START Record list
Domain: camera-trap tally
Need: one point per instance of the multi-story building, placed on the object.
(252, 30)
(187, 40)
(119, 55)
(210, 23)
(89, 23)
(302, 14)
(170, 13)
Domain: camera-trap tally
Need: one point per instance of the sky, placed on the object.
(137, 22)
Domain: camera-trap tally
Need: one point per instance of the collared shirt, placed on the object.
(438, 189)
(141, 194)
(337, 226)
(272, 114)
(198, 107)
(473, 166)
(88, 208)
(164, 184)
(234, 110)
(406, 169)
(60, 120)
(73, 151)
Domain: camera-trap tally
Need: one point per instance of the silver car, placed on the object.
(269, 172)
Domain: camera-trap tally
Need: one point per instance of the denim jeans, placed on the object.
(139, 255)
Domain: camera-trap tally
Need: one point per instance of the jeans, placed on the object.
END Record list
▸ Objective: Recast all the rows above as a Markdown table with two columns, No. and Line, giving each line a running number and skipping blank lines.

▸ Written answer:
| No. | Line |
|---|---|
| 1 | Domain: camera-trap tally |
| 2 | Need: one point per instance of the multi-story building, placed on the object. |
| 3 | (252, 30) |
| 4 | (187, 40) |
| 5 | (119, 55) |
| 6 | (210, 23) |
| 7 | (89, 23) |
| 8 | (302, 14) |
| 9 | (170, 13) |
| 10 | Domain: camera-trap tally |
| 11 | Need: one point per instance of the sky, placed on the object. |
| 12 | (137, 22) |
| 13 | Domain: camera-trap tally |
| 14 | Need: one point per instance of the collared shirt, placed on the object. |
| 15 | (438, 189) |
| 16 | (141, 194) |
| 17 | (337, 226) |
| 18 | (272, 114) |
| 19 | (198, 107) |
| 20 | (473, 166) |
| 21 | (88, 208) |
| 22 | (164, 184) |
| 23 | (234, 110) |
| 24 | (406, 169) |
| 25 | (60, 120) |
| 26 | (73, 151) |
| 27 | Domain: camera-trap tally |
| 28 | Need: one point per instance of the silver car, placed on the object. |
| 29 | (269, 172) |
| 30 | Domain: camera-trap tally |
| 31 | Need: one point per instance of the denim jeans, placed on the object. |
| 32 | (139, 255) |
| 33 | Domain: camera-trap tally |
| 34 | Need: one point per instance of the jeans, placed on the object. |